GOAL OF THE EXERCISE:
Give back every one of the records below word for word, changing nothing.

Entries from a dataset
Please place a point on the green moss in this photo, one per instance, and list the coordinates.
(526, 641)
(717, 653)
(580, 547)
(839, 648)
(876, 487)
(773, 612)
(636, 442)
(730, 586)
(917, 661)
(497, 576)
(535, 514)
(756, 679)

FINISHED TASK:
Please place a point on the green moss in this photo, one per instance, and list the coordinates.
(526, 641)
(717, 653)
(580, 547)
(839, 648)
(876, 487)
(773, 612)
(636, 442)
(730, 586)
(917, 661)
(497, 576)
(535, 514)
(756, 679)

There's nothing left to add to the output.